__Excerpted text__.

Biosynthesis of Plant Volatiles: Nature's Diversity and Ingenuity

Eran Pichersky et al. Science.

Abstract

Plant volatiles (PVs) are lipophilic molecules with high vapor pressure that serve various ecological roles. The synthesis of PVs involves the removal of hydrophilic moieties and oxidation/hydroxylation, reduction, methylation, and acylation reactions. Some PV biosynthetic enzymes produce multiple products from a single substrate or act on multiple substrates. Genes for PV biosynthesis evolve by duplication of genes that direct other aspects of plant metabolism; these duplicated genes then diverge from each other over time. Changes in the preferred substrate or resultant product of PV enzymes may occur through minimal changes of critical residues. Convergent evolution is often responsible for the ability of distally related species to synthesize the same volatile.

Figures

Fig. 1
Fig. 1
Maize TPS4 and TPS5 catalyze the formation of the same complement of sesquiterpene products, albeit in distinctly different proportions. (A) Abbreviated TPS4 and TPS5 mechanisms accounting for the major products of each enzyme [29% (S)-β-bisabolene, 9% (E)-β-farnesene, 24% 7-epi-sequithujene, and 6% sesquithujene for TPS4; and 27% (S)-β-bisabolene, 13% (E)-β-farnesene, 2% 7-epi-sesquithujene, and 28% sesquithujene for TPS5]. For clarity, only the major products are shown or those products whose levels are considerably different for TPS4 and TPS5. OPP signifies a pyrophosphate. Gray arrows depict pathways equally shared among TPS4 and TPS5. Red and green arrows depict TPS5- and TPS4-preferred pathways, respectively [adapted from (12)]. (B) Active site models of TPS4 and TPS5 based on the crystal structure of tobacco 5-epi-aristolochene synthase (10), shown with the FPP nonhydrolyzable analog farnesyl hydroxyphosphonate (FHP). The four key residues responsible for functional divergence—Thr407, Ala409, Thr410, and Ile411 in TPS4, and Ser407, Gly409, Ala410, and Asn411 in TPS5— are shown as color-coded sticks, with the underlying secondary structure of the three-dimensional models colored lavender.

__Recorded data__.
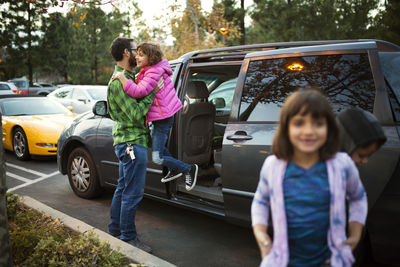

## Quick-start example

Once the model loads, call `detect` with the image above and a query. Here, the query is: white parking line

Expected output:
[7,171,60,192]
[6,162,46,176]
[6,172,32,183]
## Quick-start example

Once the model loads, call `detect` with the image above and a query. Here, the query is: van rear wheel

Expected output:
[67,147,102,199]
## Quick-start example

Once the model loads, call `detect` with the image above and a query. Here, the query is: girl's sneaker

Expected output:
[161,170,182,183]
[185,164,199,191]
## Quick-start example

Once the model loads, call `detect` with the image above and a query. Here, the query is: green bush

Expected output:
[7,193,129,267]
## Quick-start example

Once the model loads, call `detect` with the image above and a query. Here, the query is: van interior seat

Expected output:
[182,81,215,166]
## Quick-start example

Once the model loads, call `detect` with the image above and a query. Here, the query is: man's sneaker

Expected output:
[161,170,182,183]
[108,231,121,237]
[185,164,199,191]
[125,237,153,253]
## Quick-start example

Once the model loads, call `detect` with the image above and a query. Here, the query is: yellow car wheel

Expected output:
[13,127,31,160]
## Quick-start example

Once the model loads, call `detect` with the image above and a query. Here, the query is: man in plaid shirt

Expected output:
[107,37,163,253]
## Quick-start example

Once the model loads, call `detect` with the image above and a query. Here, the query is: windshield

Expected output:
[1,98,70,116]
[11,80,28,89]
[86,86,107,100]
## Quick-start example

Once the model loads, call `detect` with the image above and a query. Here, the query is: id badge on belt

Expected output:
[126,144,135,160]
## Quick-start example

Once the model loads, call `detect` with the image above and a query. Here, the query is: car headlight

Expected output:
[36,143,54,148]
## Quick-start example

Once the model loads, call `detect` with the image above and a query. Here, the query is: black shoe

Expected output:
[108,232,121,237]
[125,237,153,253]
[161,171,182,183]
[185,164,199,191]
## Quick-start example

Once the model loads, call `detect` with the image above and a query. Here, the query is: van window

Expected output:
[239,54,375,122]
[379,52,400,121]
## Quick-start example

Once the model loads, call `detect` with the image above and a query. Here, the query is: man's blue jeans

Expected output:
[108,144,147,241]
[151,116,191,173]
* * *
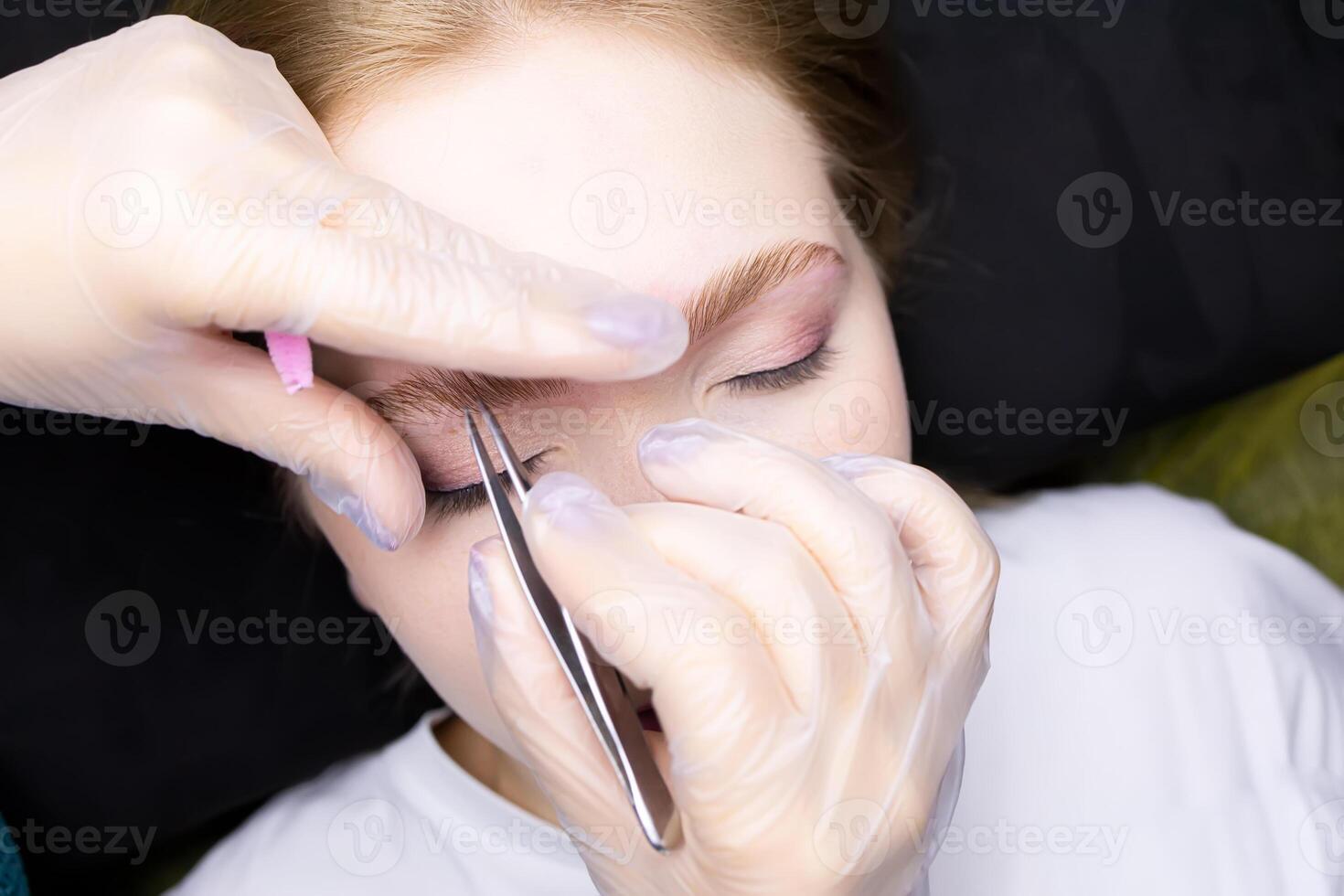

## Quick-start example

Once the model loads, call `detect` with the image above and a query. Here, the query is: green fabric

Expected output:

__To do__. Reproduce the passage of the text on plant volatiles from "Biosynthesis of Plant" to "the same volatile.". The listing is separate material and is independent of the text on plant volatiles.

__Expected answer__.
Biosynthesis of Plant Volatiles: Nature's Diversity and Ingenuity

Eran Pichersky et al. Science.

Abstract

Plant volatiles (PVs) are lipophilic molecules with high vapor pressure that serve various ecological roles. The synthesis of PVs involves the removal of hydrophilic moieties and oxidation/hydroxylation, reduction, methylation, and acylation reactions. Some PV biosynthetic enzymes produce multiple products from a single substrate or act on multiple substrates. Genes for PV biosynthesis evolve by duplication of genes that direct other aspects of plant metabolism; these duplicated genes then diverge from each other over time. Changes in the preferred substrate or resultant product of PV enzymes may occur through minimal changes of critical residues. Convergent evolution is often responsible for the ability of distally related species to synthesize the same volatile.